____ Material for this exercise

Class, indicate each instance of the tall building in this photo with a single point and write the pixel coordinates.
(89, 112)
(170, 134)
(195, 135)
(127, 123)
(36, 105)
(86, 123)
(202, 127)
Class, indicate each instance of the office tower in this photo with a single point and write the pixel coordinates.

________

## What is needed
Could you render every line of the records above as a Markdown table with the columns Row and Line, leaving out blank lines?

## Solution to this exercise
| Row | Line |
|---|---|
| 1 | Class, indicate each instance of the tall building in this photo with a single point and write the pixel coordinates. |
| 2 | (89, 112) |
| 3 | (170, 134) |
| 4 | (195, 135) |
| 5 | (127, 123) |
| 6 | (36, 105) |
| 7 | (86, 123) |
| 8 | (202, 127) |
| 9 | Class, indicate each instance of the office tower in this photo with a single point and write the pixel coordinates. |